Mucchi di quotidiani e riviste che non si buttano mai. Abiti che non si indossano più ma che restano a ingolfare gli armadi. La mania ha un nome: gli psichiatri americani la chiamano hoarding, sindrome dell’accumulo. A soffrirne, tra gli altri, l’attrice e cantante Lindsay Lohan, che ha rivelato al programma televisivo Usa The Insider come ogni angolo di casa sua debordi di scarpe, vestiti, sciarpe, al punto da non potere camminare, fra mille scatoloni accatastati per terra.
Perché si tengono le cose inutili
Gli accumulatori seriali come lei sanno che dovrebbero liberarsi di tutta quella roba ma non ci riescono. Non si tratta di conservare un tailleur d’annata, utile in tempi di crisi o di moda vintage, o di conservare il biglietto di quel concerto che rimanda a ricordi indimenticabili.

* ESTRATTO DEI DATI *
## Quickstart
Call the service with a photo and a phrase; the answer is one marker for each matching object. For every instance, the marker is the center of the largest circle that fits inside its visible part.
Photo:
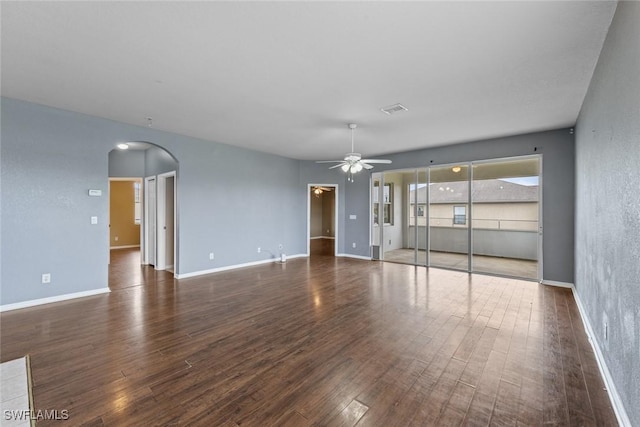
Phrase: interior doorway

* ISTRUZIONE DI LAVORO *
Prosegui il brano sulla sindrome dell'accumulo, riprendendo subito dopo l'ultima frase riportata.

* RISPOSTA AL COMPITO *
Nei casi patologici ogni cosa viene conservata. Come mai? «Riempirsi la casa di oggetti inutili rivela un’insicurezza di fondo, un ipercontrollo che sconfina nell’ossessione», spiega Roberto Pani (puoi chiedergli un consulto), professore di psicologia clinica e psicopatologia all’Università di Bologna, specializzato nelle dipendenze senza droghe. «È tipico delle persone anziane, che rifiutano di buttare via non solo fotografie e libri che hanno segnato la loro vita, ma persino le medicine scadute. È come se dare una ripulita alla soffitta equivalesse a svuotare di senso tutta la propria esistenza, non riuscendo a selezionare le cose davvero preziose».
Ma riguarda anche 30-35enni che non hanno ancora definito bene la propria personalità. In questi casi, tendono a riempirsi di feticci volti a sottolineare la propria identità maschile o femminile. Tanto per fare un esempio, le donne hanno un portascarpe stracolmo, gli uomini una cassetta degli attrezzi che trabocca di fili elettrici.
Ma quando questo accumulo è una mania con cui si può convivere, ridimensionandola con piccoli accorgimenti, e quando è invece il segnale di una patologia da curare?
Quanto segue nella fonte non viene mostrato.